* start Listing *

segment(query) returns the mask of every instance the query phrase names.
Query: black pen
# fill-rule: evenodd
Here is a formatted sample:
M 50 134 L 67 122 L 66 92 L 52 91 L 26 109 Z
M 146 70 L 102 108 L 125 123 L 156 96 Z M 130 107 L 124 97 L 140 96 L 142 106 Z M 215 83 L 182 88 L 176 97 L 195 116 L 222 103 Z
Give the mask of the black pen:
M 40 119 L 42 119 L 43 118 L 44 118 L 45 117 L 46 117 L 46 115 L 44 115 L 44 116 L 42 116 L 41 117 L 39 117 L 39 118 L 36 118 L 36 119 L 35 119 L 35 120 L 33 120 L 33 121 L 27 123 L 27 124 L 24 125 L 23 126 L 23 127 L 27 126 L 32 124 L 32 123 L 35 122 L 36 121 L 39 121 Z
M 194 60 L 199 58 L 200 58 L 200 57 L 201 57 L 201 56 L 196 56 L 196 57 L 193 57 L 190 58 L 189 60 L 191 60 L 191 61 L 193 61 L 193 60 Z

* end Listing *

▶ **Objective**:
Reproduce all of the lines above, changing each occurrence of "black pen" to "blue pen" and leaving everything else unaltered.

▶ **Task solution**:
segment(query) returns the mask of every instance the query phrase names.
Query: blue pen
# fill-rule: evenodd
Here is a formatted sample:
M 50 134 L 67 122 L 66 92 L 52 91 L 26 109 Z
M 146 70 L 102 108 L 125 123 L 156 96 Z M 130 107 L 124 97 L 140 96 L 142 106 Z M 215 83 L 182 88 L 176 97 L 195 116 L 222 103 Z
Give the mask of the blue pen:
M 40 119 L 42 119 L 43 118 L 44 118 L 45 117 L 46 117 L 46 115 L 44 115 L 44 116 L 42 116 L 41 117 L 39 117 L 39 118 L 36 118 L 36 119 L 35 119 L 35 120 L 33 120 L 33 121 L 27 123 L 27 124 L 24 125 L 23 126 L 23 127 L 27 126 L 32 124 L 32 123 L 35 122 L 36 121 L 39 121 Z
M 194 60 L 199 58 L 200 58 L 200 57 L 201 57 L 201 56 L 196 56 L 196 57 L 193 57 L 190 58 L 189 60 L 191 60 L 191 61 L 193 61 L 193 60 Z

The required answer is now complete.